=== Text passage ===
Laurent Picard for Google Cloud

Posted on Jun 25, 2020 • Edited on Oct 8, 2021 • Originally published at Medium

🎞️ Video object tracking as a service 🐍

#python #serverless #machinelearning #googlecloud

👋 Hello!

In this article, following up on the previous one ("Video summary as a service"), you'll see the following:

how to track objects present in a video,
with an automated processing pipeline,
in less than 300 lines of Python code.

Here is an example of an auto-generated object summary for the video :

🛠️ Tools

A few tools will do:

Storage space for videos and results
A serverless solution to run the code
A machine learning model to analyze videos
A library to extract frames from videos
A library to render the objects

🧱 Architecture

Here is a possible architecture using 3 Google Cloud services (Cloud Storage, Cloud Functions, and the Video Intelligence API):

The processing pipeline follows these steps:

You upload a video
The upload event automatically triggers the tracking function
The function sends a request to the Video Intelligence API
The Video Intelligence API analyzes the video and uploads the results (annotations)
The upload event triggers the rendering function
The function downloads both annotation and video files
The function renders and uploads the objects
You know which objects are present in your video!

🐍 Python libraries

Video Intelligence API

To analyze videos
https://pypi.org/project/google-cloud-videointelligence

Cloud Storage

To manage downloads and uploads
https://pypi.org/project/google-cloud-storage

OpenCV

To extract video frames
OpenCV offers a headless version (without GUI features, ideal for a service)
https://pypi.org/project/opencv-python-headless

Pillow

To render and annotate object images
Pillow is a very popular imaging library, both extensive and easy to use
https://pypi.org/project/Pillow

🧠 Video analysis

Video Intelligence API

The Video Intelligence API is a pre-trained machine learning model that can analyze videos. One of its multiple features is detecting and tracking objects. For the 1st Cloud Function, here is a possible core function calling annotate_video() with the OBJECT_TRACKING feature:

from google.cloud import storage, videointelligence

def launch_object_tracking(video_uri: str, annot_bucket: str):
    """ Detect and track video objects (asynchronously)

    Results will be stored in <annot_uri> with this naming convention:
    - video_uri: gs://video_bucket/path/to/video.ext
    - annot_uri: gs://annot_bucket/video_bucket/path/to/video.ext.json
    """
    print(f"Launching object tracking for <{video_uri}>...")
    features = [videointelligence.Feature.OBJECT_TRACKING]
    video_blob = storage.Blob.from_string(video_uri)
    video_bucket = video_blob.bucket.name
    path_to_video = video_blob.name
    annot_uri = f"gs://{annot_bucket}/{video_bucket}/{path_to_video}.json"
    request = dict(features=features, input_uri=video_uri, output_uri=annot_uri)

    video_client = videointelligence.VideoIntelligenceServiceClient()

=== Set tasks ===
A – List every package name that the article on video object tracking gives in its PyPI links.
B – Write the next part of the article on video object tracking, picking up after its last line.

=== Dataset rows ===
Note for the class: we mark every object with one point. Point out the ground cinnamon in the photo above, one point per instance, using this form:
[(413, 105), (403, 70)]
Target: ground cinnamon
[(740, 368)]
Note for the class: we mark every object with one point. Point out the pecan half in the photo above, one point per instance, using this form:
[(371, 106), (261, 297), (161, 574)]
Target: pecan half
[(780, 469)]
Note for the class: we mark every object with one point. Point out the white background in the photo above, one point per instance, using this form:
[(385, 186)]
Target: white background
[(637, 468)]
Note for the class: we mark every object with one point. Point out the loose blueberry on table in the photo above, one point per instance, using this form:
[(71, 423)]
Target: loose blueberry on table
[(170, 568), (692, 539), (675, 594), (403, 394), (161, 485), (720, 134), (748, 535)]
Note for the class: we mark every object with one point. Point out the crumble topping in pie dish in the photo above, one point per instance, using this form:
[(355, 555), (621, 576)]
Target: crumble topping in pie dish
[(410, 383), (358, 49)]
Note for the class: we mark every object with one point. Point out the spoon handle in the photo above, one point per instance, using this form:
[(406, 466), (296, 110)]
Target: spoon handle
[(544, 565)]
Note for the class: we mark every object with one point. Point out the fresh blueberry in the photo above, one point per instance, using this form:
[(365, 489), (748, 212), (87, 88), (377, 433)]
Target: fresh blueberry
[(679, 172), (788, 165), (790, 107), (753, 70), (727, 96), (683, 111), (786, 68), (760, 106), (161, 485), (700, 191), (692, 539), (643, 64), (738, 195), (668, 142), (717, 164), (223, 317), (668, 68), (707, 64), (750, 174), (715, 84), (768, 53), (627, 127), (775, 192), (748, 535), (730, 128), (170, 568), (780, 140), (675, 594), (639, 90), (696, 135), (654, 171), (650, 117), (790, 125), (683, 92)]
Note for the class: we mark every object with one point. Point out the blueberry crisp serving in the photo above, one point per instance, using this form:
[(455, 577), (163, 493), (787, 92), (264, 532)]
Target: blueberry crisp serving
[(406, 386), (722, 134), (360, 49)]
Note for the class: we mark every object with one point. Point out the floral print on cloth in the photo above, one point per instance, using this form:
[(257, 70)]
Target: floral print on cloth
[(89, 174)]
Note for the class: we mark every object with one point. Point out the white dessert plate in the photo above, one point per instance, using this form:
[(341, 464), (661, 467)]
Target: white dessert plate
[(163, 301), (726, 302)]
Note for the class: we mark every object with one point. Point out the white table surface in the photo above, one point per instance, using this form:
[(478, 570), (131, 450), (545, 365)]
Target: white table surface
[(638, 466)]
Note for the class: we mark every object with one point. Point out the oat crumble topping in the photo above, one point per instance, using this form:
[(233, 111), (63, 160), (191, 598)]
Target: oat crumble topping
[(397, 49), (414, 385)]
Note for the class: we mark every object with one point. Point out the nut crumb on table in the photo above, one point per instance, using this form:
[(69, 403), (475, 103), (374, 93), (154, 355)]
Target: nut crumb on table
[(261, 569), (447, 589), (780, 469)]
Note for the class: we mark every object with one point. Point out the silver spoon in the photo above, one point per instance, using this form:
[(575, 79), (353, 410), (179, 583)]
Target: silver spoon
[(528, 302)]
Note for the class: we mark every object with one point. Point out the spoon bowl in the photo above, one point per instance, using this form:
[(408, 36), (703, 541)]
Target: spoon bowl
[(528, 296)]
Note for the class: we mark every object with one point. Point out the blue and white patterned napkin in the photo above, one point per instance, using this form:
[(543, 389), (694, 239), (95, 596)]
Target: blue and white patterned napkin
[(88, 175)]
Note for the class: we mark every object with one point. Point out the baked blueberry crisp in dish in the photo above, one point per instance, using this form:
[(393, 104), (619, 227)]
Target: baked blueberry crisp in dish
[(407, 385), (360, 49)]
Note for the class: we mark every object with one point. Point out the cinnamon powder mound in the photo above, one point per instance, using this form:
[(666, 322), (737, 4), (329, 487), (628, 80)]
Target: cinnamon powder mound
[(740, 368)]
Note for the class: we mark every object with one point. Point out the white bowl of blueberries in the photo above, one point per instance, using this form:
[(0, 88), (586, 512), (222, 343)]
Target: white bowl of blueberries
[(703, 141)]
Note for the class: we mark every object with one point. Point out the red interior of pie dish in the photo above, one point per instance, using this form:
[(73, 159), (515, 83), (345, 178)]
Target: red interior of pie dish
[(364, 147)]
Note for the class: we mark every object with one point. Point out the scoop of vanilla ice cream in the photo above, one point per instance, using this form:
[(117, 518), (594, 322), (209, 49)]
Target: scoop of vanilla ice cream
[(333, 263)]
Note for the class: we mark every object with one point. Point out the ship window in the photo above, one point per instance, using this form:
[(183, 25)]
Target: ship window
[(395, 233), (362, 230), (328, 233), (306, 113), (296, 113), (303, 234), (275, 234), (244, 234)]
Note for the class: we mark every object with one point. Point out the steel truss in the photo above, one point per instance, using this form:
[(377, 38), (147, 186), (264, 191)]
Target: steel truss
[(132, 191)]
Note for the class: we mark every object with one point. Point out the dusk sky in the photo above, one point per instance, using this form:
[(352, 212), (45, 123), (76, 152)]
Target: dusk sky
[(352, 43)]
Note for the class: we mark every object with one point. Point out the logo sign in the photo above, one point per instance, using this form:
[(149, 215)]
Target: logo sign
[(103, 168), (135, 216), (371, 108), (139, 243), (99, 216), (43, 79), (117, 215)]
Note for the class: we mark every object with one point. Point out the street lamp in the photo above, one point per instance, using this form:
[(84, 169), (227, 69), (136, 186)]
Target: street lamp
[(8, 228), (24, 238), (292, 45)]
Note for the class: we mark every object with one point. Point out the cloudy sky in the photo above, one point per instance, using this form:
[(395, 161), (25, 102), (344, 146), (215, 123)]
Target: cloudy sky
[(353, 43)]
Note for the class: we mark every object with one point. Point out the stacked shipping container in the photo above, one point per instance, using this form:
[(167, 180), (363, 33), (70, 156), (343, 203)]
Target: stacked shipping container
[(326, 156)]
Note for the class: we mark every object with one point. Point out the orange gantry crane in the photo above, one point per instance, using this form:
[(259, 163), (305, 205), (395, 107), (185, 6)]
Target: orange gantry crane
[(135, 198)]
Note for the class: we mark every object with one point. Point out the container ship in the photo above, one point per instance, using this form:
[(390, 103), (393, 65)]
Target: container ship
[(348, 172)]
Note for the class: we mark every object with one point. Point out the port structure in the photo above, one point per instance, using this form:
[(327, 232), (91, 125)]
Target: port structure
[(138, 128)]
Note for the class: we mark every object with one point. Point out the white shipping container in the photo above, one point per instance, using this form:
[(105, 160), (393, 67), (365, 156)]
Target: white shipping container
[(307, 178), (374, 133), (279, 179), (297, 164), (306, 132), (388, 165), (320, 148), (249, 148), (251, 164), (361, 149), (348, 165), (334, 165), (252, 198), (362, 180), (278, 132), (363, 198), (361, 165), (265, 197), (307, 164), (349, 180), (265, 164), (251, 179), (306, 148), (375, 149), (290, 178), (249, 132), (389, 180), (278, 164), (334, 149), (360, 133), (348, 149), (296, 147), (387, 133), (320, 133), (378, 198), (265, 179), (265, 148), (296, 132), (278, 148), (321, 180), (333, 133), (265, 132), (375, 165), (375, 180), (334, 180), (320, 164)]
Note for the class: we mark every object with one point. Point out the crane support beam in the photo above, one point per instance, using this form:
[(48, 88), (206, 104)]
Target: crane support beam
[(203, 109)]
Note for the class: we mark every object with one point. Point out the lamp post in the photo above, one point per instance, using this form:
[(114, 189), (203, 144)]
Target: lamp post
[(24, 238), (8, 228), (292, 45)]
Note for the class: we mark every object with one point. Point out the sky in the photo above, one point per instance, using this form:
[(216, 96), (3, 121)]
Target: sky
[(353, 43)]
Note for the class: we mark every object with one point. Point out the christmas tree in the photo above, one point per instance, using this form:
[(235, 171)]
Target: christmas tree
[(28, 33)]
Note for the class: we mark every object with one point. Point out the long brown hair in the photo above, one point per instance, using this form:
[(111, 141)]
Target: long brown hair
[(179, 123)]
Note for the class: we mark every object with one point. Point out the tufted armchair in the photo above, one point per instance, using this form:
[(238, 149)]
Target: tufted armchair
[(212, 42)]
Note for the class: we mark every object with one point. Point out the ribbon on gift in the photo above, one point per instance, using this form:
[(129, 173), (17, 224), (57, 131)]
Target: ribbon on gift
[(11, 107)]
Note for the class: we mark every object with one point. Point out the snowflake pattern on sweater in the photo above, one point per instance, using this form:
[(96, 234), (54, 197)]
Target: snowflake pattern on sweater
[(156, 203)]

=== Answers for the tasks ===
A –
google-cloud-videointelligence
google-cloud-storage
opencv-python-headless
Pillow

B –
    video_client.annotate_video(request)

Cloud Function entry point

import os

ANNOTATION_BUCKET = os.getenv("ANNOTATION_BUCKET", "")
assert ANNOTATION_BUCKET, "Undefined ANNOTATION_BUCKET environment variable"

def gcf_track_objects(data, context):
    """Cloud Function triggered by a new Cloud Storage object"""
    video_bucket = data["bucket"]
    path_to_video = data["name"]
    video_uri = f"gs://{video_bucket}/{path_to_video}"
    launch_object_tracking(video_uri, ANNOTATION_BUCKET)

Notes:

This function will be called when a video is uploaded to the bucket defined as a trigger.

Using an environment variable makes the code more portable and lets you deploy the exact same code with different trigger and output buckets.

🎨 Object rendering

Code structure

It's interesting to split the code into 2 main classes:

StorageHelper for managing local files and cloud storage objects
VideoProcessor for all graphical processings

Here is a possible core function for the 2nd Cloud Function:

class VideoProcessor:
    @staticmethod
    def render_objects(annot_uri: str, output_bucket: str):
        """Render objects from video annotations"""
        with StorageHelper(annot_uri, output_bucket) as storage:
            with VideoProcessor(storage) as video_proc:
                print(f"Objects to render: {video_proc.object_count}")
                video_proc.render_object_summary()

Cloud Function entry point

def gcf_render_objects(data, context):
    """Cloud Function triggered by a new Cloud Storage object"""
    annotation_bucket = data["bucket"]
    path_to_annotation = data["name"]
    annot_uri = f"gs://{annotation_bucket}/{path_to_annotation}"
    VideoProcessor.render_objects(annot_uri, OBJECT_BUCKET)

Note: This function will be called when an annotation file is uploaded to the bucket defined as a trigger.

Frame rendering

OpenCV and Pillow easily let you extract video frames and compose over them:

class VideoProcessor:
    def get_frame_with_overlay(
        self, obj: vi.ObjectTrackingAnnotation, frame: vi.ObjectTrackingFrame
    ) -> PilImage:
        def get_video_frame() -> PilImage:
            pos_ms = frame.time_offset.total_seconds() * 1000
            self.video.set(cv.CAP_PROP_POS_MSEC, pos_ms)
            _, cv_frame = self.video.read()
            image = Image.fromarray(cv.cvtColor(cv_frame, cv.COLOR_BGR2RGB))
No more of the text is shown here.